▶ **Task brief**: Locate each line in the data below that contains the word "region", and copy every such line.

========================

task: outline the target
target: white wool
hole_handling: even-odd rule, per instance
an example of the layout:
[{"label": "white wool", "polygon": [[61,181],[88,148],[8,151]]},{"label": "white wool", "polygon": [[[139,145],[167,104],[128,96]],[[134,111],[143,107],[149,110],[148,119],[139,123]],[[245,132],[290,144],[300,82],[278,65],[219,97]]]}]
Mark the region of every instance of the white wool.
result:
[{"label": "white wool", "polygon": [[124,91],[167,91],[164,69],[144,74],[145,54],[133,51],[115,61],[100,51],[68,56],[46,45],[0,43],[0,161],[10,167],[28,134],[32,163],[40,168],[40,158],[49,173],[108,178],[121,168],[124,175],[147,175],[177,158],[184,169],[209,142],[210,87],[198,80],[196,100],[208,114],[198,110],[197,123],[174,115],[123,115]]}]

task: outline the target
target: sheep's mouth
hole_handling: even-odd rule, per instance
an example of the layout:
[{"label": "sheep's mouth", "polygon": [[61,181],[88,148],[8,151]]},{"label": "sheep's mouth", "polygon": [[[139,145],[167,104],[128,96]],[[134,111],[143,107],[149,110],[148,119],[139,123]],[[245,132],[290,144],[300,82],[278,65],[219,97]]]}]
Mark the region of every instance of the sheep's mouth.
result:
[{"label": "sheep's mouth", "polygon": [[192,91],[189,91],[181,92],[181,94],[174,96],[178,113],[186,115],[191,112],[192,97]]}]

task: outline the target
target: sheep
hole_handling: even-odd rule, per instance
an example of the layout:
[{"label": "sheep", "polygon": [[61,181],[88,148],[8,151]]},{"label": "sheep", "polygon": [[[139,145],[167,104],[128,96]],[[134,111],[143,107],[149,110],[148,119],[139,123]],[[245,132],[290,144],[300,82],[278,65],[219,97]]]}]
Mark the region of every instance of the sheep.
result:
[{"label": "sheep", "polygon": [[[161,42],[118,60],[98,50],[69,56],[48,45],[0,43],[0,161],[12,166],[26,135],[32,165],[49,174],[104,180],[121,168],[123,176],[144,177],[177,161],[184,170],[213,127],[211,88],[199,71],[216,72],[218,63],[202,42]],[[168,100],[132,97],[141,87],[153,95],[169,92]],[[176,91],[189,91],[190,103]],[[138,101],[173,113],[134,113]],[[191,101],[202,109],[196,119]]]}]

========================

▶ **Correct response**:
Mark the region of every instance of the white wool.
Mark the region of every instance of the sheep's mouth.
Mark the region of every instance of the sheep.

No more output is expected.